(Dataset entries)
-----

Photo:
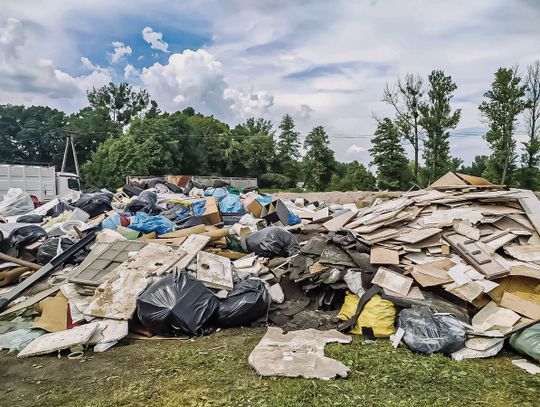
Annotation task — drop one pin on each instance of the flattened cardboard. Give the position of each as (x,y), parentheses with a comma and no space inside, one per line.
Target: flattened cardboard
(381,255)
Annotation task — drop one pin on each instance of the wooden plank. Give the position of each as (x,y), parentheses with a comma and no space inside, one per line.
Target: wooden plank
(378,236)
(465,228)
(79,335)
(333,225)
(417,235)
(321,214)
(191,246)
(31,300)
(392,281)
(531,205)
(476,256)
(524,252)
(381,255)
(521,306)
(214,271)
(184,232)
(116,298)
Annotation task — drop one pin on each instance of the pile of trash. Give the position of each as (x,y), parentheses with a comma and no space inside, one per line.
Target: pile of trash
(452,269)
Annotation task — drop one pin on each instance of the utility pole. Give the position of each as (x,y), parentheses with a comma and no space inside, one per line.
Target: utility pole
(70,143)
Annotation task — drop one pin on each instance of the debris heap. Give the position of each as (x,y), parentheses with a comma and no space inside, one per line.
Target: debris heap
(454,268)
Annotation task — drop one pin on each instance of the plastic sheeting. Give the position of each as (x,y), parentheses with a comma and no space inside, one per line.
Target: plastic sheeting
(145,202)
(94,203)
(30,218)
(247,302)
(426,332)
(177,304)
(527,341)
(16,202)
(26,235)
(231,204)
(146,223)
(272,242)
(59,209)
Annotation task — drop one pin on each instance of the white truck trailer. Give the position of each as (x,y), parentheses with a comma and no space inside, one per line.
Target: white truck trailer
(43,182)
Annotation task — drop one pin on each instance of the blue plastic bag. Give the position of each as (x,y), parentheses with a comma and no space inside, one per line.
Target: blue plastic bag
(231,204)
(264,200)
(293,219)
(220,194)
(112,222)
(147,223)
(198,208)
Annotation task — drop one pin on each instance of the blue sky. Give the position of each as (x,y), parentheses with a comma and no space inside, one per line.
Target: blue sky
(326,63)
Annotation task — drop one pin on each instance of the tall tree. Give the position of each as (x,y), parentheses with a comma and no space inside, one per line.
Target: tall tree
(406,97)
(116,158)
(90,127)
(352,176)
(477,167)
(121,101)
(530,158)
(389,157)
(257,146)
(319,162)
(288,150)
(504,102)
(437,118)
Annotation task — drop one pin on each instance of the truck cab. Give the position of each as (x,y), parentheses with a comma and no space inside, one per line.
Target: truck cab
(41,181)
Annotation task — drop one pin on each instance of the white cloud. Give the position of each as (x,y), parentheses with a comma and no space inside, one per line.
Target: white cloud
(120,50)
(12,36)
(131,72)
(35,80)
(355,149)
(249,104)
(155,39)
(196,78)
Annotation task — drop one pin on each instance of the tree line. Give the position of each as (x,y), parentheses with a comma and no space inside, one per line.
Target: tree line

-----

Each line from the one containing "the white cloud." to the final line of the entries above must be returned exactly, and no other line may appear.

Annotation task — drop one pin on each instance of the white cloud. Give the position of each as (x,y), parentheses with a comma and no space inside, one per line.
Target: white cloud
(120,50)
(12,36)
(131,72)
(35,80)
(355,149)
(249,104)
(155,39)
(196,78)
Annotation task — drop one pin on each instance of the tree line. Give the position of each as (x,y), parentheses with a comma and no space inside, one per line.
Target: tree line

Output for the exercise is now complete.